*EXTRACT PROVIDED*

◆ ◆ ◆ ◆

Skip site navigation (1)Skip section navigation (2)
Date:      Wed, 4 Apr 2001 15:23:28 +0100 (BST)
From:      Jan Grant <Jan.Grant@bristol.ac.uk>
To:        Dru <genisis@istar.ca>
Cc:        Evren Yurtesen <eyurtese@turkuamk.fi>, freebsd-questions <freebsd-questions@FreeBSD.ORG>
Subject:   Re: DNS primary secondary question
Message-ID:  <Pine.GSO.4.31.0104041516580.14755-100000@mail.ilrt.bris.ac.uk>
In-Reply-To: <Pine.BSF.4.21.0104040839450.19740-100000@istar.ca>

next in thread | previous in thread | raw e-mail | index | archive | help
On Wed, 4 Apr 2001, Dru wrote:

>
> Hi Evren,
>
> from "man 5 resolver":
>
>      nameserver  Internet address (in dot notation) of a name server that the
> 		 resolver should query.  Up to MAXNS (currently 3) name
> 		 servers may be listed, one per keyword.  If there are multi-
> 		 ple servers, the resolver library queries them in the order
> 		 listed.  If no nameserver entries are present, the default is
> 		 to use the name server on the local machine.  (The algorithm
> 		 used is to try a name server, and if the query times out, try
> 		 the next, until out of name servers, then repeat trying all
> 		 the name servers until a maximum number of retries are made).
>
> Dru
>
>
> On Wed, 4 Apr 2001, Evren Yurtesen wrote:
>
> > actually I wondered when you set for a domain name primary server as
> > x.x.x.x and secondary server as y.y.y.y then the resolver contacts with
> > primary server or secondary server or both? I mean the name servers
> > listed on the whois output...

Nice quote, but it describes the behaviour of the resolver on entries in
/etc/resolv.conf, which is not what was being asked, as far as I can
tell.

The DNS system as a whole cannot tell the difference between a primary
and secondary nameserver for a domain. The whole notion is one of
expediency of configuration. Whois and domain registration still list
two nameservers (primary and secondary) because it attempts redundancy
(that's why two): the primary and secondary distinction there
was initially kinda intended to reflect that people would run their own
nameserver for a domain (the primary) and get somebody else offsite to
host the secondary.

◆ ◆ ◆ ◆

*RECORD EXTRACTS*
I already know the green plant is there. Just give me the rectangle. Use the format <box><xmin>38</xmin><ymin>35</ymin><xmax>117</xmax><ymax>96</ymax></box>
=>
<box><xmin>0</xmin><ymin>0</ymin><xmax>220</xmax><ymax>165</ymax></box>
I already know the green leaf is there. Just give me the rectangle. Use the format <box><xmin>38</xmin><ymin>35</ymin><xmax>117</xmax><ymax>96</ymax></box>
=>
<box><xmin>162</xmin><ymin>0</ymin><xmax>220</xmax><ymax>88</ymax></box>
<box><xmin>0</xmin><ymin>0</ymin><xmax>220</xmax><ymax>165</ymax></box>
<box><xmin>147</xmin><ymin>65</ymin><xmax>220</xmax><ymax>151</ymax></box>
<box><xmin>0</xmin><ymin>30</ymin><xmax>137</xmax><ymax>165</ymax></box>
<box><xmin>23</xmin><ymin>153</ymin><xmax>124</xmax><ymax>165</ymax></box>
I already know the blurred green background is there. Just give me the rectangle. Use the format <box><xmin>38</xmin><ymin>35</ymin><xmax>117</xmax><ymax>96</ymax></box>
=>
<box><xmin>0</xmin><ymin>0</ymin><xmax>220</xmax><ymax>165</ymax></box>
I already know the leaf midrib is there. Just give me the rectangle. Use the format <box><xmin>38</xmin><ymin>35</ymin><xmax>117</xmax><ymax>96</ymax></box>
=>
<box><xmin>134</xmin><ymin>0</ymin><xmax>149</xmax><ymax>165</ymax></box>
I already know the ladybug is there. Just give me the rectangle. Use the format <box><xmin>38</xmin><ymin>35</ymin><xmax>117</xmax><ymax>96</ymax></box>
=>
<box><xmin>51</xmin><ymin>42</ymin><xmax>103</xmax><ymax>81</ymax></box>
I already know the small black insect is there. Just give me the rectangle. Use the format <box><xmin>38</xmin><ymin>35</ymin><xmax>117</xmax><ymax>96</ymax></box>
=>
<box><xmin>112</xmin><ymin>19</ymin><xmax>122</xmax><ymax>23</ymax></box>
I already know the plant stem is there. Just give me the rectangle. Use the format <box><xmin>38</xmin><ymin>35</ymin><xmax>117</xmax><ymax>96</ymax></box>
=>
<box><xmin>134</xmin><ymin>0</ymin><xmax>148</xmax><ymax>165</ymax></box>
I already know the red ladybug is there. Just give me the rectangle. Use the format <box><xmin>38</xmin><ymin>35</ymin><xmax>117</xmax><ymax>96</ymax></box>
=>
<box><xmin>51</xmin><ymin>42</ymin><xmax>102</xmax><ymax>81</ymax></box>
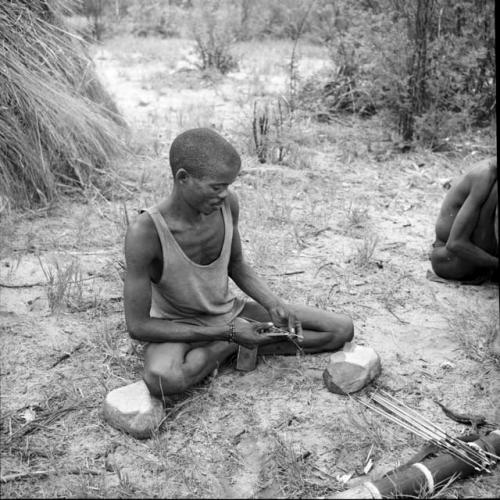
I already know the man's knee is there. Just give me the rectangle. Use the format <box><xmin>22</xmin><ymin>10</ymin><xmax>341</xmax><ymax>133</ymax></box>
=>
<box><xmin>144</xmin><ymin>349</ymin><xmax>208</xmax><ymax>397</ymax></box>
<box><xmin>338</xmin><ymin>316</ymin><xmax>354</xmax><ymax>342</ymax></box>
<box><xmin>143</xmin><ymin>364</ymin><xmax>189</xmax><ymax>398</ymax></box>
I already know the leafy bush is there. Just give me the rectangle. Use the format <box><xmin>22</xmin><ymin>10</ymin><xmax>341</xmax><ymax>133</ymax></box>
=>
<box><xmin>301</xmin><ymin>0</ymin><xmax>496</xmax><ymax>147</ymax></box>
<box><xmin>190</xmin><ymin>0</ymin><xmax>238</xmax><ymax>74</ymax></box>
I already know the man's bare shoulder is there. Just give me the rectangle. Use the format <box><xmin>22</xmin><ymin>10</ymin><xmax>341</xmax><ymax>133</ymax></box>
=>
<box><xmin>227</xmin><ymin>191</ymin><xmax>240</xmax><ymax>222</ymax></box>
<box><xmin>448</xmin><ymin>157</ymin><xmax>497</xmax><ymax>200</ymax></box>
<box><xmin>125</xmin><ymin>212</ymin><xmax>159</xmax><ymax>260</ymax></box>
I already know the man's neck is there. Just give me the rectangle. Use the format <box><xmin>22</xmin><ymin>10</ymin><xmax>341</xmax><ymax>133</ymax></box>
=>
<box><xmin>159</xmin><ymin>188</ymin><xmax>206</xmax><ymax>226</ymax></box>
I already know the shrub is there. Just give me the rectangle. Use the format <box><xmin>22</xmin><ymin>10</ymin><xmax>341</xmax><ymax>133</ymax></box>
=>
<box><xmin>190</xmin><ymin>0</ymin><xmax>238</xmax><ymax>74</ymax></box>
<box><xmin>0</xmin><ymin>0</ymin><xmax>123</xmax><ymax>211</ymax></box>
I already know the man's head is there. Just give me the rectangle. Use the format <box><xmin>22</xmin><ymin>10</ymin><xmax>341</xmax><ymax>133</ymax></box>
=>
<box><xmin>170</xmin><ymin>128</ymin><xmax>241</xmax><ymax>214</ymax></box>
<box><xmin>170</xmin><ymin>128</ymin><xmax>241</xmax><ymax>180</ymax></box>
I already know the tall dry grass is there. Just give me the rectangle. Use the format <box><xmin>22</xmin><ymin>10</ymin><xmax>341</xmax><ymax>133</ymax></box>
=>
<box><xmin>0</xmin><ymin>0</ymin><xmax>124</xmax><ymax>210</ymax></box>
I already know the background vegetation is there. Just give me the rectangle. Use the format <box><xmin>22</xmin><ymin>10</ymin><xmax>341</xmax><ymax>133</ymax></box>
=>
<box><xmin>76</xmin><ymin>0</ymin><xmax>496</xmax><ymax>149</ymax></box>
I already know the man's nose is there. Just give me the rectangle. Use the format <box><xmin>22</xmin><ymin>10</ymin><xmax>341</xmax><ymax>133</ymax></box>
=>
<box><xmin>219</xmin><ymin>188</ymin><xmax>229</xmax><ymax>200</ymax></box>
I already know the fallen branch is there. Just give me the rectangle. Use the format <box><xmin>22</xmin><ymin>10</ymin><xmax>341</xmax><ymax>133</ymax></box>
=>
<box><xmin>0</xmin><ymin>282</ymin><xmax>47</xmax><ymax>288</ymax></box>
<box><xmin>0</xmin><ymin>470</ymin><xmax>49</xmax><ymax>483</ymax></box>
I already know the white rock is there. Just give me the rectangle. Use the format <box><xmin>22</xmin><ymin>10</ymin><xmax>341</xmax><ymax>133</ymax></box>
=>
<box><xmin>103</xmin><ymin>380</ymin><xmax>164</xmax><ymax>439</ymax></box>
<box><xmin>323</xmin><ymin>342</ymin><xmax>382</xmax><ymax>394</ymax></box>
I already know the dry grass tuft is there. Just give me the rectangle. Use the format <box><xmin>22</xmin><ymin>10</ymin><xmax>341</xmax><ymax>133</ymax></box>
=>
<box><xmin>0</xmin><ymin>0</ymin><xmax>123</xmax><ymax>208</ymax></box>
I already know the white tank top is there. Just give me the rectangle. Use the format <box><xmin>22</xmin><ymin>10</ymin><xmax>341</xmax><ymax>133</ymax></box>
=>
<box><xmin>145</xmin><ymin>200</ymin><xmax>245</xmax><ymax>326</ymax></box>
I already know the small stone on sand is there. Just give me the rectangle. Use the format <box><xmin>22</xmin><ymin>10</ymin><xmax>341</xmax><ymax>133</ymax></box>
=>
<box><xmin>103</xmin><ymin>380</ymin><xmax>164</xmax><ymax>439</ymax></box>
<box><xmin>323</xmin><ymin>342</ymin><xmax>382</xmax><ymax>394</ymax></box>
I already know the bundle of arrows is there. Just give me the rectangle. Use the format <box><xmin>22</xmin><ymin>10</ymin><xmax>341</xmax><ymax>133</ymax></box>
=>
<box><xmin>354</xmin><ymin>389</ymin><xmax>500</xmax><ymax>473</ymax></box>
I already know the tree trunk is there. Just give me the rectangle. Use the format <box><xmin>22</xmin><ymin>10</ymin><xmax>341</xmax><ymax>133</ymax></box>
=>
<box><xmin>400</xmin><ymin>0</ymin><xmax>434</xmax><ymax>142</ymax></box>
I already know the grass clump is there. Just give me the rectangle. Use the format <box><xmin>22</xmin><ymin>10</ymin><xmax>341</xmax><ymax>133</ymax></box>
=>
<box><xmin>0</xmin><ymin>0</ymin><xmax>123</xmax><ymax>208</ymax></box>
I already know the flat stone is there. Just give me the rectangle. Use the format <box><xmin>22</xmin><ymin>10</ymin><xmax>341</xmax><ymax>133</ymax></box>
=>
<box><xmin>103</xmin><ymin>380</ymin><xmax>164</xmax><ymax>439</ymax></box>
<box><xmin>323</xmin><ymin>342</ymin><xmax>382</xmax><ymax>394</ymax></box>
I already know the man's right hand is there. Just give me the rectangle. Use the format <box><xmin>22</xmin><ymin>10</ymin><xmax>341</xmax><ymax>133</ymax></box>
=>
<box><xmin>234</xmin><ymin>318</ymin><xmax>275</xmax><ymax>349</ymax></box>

◆ ◆ ◆ ◆

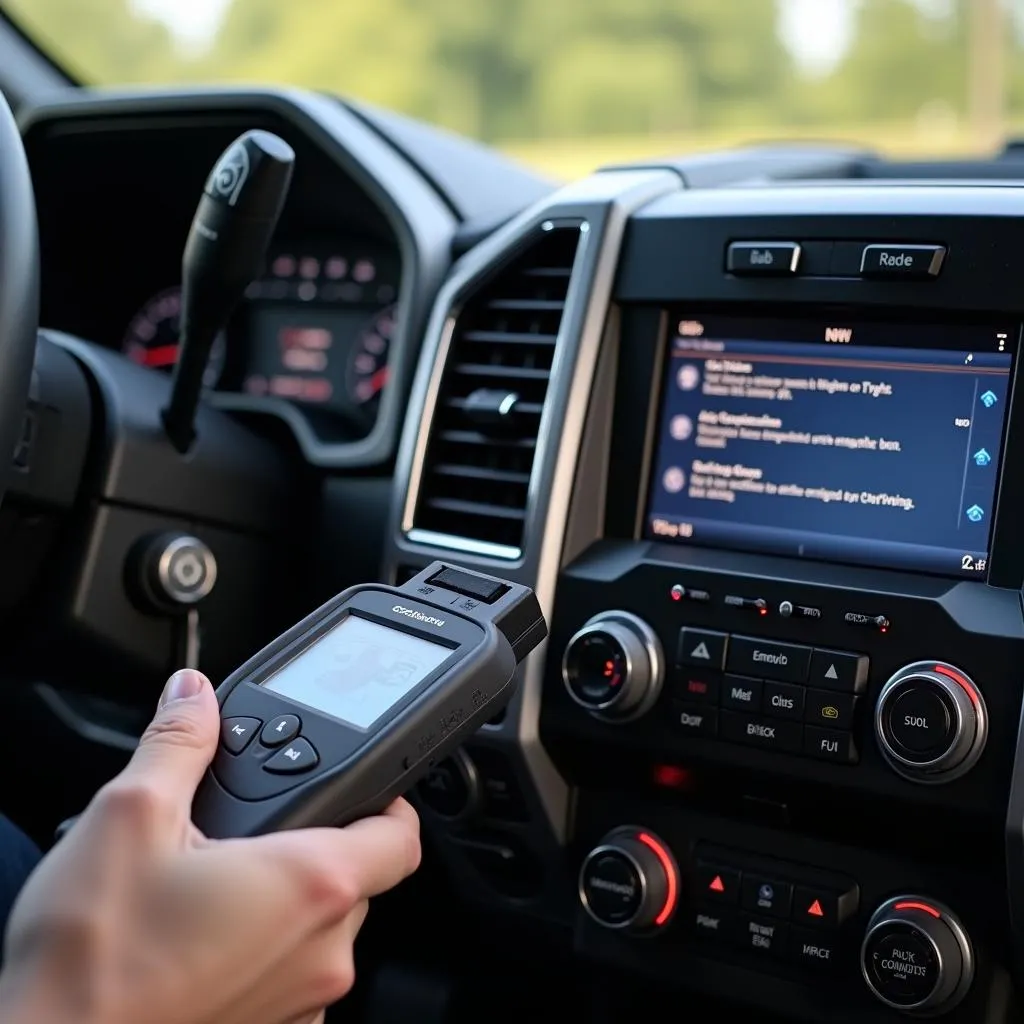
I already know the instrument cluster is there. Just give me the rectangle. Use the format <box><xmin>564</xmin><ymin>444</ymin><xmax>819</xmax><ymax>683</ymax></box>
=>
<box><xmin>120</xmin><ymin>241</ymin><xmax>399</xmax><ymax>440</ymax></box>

◆ ◆ ◆ ◆

*EXERCISE INSTRUCTIONS*
**A)** Summarize the mailing-list reply about primary and secondary nameservers in two sentences.
**B)** Gather every line of the rows that contains the string "stone" and copy each one.
The rows are unrelated to the text.

*REPLIES*
**A)** The reply says the quoted manual page describes how the resolver treats entries in /etc/resolv.conf, which the writer takes to be a different matter from the question asked. It explains that the DNS system as a whole cannot distinguish a primary nameserver from a secondary one, and that whois and domain registration list two nameservers for redundancy, a distinction first meant to reflect people running their own primary and getting someone offsite to host the secondary.

**B)**
I already know the small stone on sand is there. Just give me the rectangle. Use the format <box><xmin>22</xmin><ymin>10</ymin><xmax>341</xmax><ymax>133</ymax></box>
I already know the flat stone is there. Just give me the rectangle. Use the format <box><xmin>22</xmin><ymin>10</ymin><xmax>341</xmax><ymax>133</ymax></box>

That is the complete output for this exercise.